*Aim:* Reproduce the following entries character for character.

══ Data in this exercise ══

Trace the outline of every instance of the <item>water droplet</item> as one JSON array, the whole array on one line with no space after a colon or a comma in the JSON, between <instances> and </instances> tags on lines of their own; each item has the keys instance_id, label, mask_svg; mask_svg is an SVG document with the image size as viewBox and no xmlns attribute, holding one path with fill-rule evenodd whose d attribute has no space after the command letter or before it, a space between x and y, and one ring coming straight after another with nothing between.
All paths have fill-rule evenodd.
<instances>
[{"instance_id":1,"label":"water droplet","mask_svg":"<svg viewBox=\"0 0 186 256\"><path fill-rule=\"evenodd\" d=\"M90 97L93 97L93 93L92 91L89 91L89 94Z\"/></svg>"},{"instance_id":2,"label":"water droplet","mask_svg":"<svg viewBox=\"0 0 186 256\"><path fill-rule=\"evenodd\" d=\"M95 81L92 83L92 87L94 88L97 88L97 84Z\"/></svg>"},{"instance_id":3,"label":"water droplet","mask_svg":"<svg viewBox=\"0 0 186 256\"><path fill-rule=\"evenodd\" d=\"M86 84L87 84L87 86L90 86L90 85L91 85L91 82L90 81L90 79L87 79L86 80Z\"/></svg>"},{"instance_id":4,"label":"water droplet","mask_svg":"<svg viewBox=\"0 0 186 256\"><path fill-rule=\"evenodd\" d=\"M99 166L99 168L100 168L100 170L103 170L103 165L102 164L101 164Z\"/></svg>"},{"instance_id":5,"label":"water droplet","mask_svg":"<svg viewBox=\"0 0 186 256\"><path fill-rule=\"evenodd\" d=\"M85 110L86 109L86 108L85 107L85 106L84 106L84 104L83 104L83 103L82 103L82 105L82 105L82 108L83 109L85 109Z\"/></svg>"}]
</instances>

═══

*Task response:*
Trace the outline of every instance of the <item>water droplet</item> as one JSON array, the whole array on one line with no space after a colon or a comma in the JSON, between <instances> and </instances> tags on lines of their own; each item has the keys instance_id, label, mask_svg; mask_svg is an SVG document with the image size as viewBox and no xmlns attribute, holding one path with fill-rule evenodd whose d attribute has no space after the command letter or before it, a space between x and y, and one ring coming straight after another with nothing between.
All paths have fill-rule evenodd.
<instances>
[{"instance_id":1,"label":"water droplet","mask_svg":"<svg viewBox=\"0 0 186 256\"><path fill-rule=\"evenodd\" d=\"M90 97L93 97L93 93L92 91L89 91L89 94Z\"/></svg>"},{"instance_id":2,"label":"water droplet","mask_svg":"<svg viewBox=\"0 0 186 256\"><path fill-rule=\"evenodd\" d=\"M95 81L92 83L92 87L94 88L97 88L97 84Z\"/></svg>"},{"instance_id":3,"label":"water droplet","mask_svg":"<svg viewBox=\"0 0 186 256\"><path fill-rule=\"evenodd\" d=\"M86 84L87 84L87 86L90 86L90 85L91 85L91 82L90 81L90 79L87 79L86 80Z\"/></svg>"},{"instance_id":4,"label":"water droplet","mask_svg":"<svg viewBox=\"0 0 186 256\"><path fill-rule=\"evenodd\" d=\"M99 166L99 168L100 168L100 170L103 170L103 165L102 164L101 164Z\"/></svg>"},{"instance_id":5,"label":"water droplet","mask_svg":"<svg viewBox=\"0 0 186 256\"><path fill-rule=\"evenodd\" d=\"M85 110L86 109L86 108L85 107L85 106L84 106L84 104L83 104L83 103L82 103L82 105L82 105L82 108L83 109L85 109Z\"/></svg>"}]
</instances>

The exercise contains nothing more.